But things get trickier when we step back and ask why we happen to live in a universe where such a law holds. “What Boltzmann truly explained is why the entropy of the universe will be larger tomorrow than it is today,” said Sean Carroll, a physicist at the California Institute of Technology, as we sat in a hotel bar after the second day of presentations. “But if that was all you knew, you’d also say that the entropy of the universe was probably larger yesterday than today — because all the underlying dynamics are completely symmetric with respect to time.” That is, if entropy is ultimately based on the underlying laws of the universe, and those laws are the same going forward and backward, then entropy is just as likely to increase going backward in time. But no one believes that entropy actually works that way. Scrambled eggs always come after whole eggs, never the other way around.

Short task A »
Translate this sentence from the entropy passage above into Spanish: "Scrambled eggs always come after whole eggs, never the other way around."
Short task B »
Write a few more sentences of the passage on entropy and time's direction, continuing after its final sentence.

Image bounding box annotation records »
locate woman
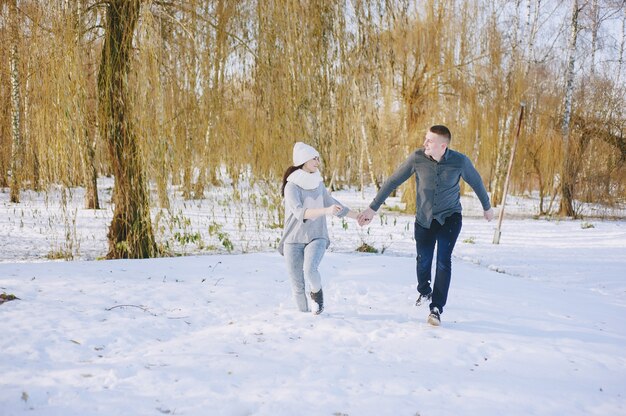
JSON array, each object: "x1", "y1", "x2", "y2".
[{"x1": 278, "y1": 142, "x2": 358, "y2": 315}]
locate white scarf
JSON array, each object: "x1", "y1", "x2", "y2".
[{"x1": 287, "y1": 169, "x2": 322, "y2": 190}]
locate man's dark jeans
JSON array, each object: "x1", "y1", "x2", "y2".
[{"x1": 415, "y1": 213, "x2": 463, "y2": 312}]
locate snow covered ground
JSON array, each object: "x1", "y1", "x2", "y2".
[{"x1": 0, "y1": 183, "x2": 626, "y2": 416}]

Written response A »
Los huevos revueltos siempre vienen después de los huevos enteros, nunca al revés.

Written response B »
To make sense of this, physicists have proposed that the universe began in a very special low-entropy state. In this view, which the Columbia University philosopher of physics David Albert named the “past hypothesis,” entropy increases because the Big Bang happened to produce an exceptionally low-entropy universe. There was nowhere to go but up. The past hypothesis implies that every time we cook an egg, we’re taking advantage of events that happened nearly 14 billion years ago. “What you need the Big Bang to explain is: ‘Why were there ever unbroken eggs?’” Carroll said.

Some physicists are more troubled than others by the past hypothesis. Taking things we don’t understand about the physics of today’s universe and saying the answer can be found in the Big Bang could be seen, perhaps, as passing the buck — or as sweeping our problems under the carpet. Every time we invoke initial conditions, “the pile of things under the rug gets bigger,” said Marina Cortes, a cosmologist at the Royal Observatory in Edinburgh and a co-organizer of the conference.

To Smolin, the past hypothesis feels more like an admission of failure than a useful step forward. As he puts it in The Singular Universe: “The fact to be explained is why the universe, even 13.8 billion years after the Big Bang, has not reached equilibrium, which is by definition the most probable state, and it hardly suffices to explain this by asserting that the universe started in an even less probable state than the present one.”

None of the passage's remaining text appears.